Votre objectif:
Combien de lignes des enregistrements ci-dessous contiennent le mot « white » ? Répondez par le nombre seul.
─── Matériel fourni ───
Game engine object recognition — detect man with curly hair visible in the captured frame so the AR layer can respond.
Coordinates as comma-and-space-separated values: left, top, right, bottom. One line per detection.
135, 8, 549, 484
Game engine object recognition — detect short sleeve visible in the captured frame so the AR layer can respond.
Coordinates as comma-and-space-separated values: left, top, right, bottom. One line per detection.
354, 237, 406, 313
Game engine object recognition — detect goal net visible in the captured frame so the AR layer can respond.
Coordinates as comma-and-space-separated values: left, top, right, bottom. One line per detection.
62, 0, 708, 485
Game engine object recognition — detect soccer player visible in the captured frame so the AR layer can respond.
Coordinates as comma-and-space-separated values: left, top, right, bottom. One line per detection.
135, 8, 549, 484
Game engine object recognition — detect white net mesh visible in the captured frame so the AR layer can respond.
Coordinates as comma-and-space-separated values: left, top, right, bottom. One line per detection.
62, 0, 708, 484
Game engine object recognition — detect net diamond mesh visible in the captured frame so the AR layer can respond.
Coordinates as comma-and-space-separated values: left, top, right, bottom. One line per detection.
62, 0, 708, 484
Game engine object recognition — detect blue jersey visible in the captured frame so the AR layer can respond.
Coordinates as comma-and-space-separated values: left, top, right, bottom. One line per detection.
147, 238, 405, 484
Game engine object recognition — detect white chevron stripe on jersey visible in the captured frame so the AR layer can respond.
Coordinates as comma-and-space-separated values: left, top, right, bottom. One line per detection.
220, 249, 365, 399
───
Résultat ci-dessous:
2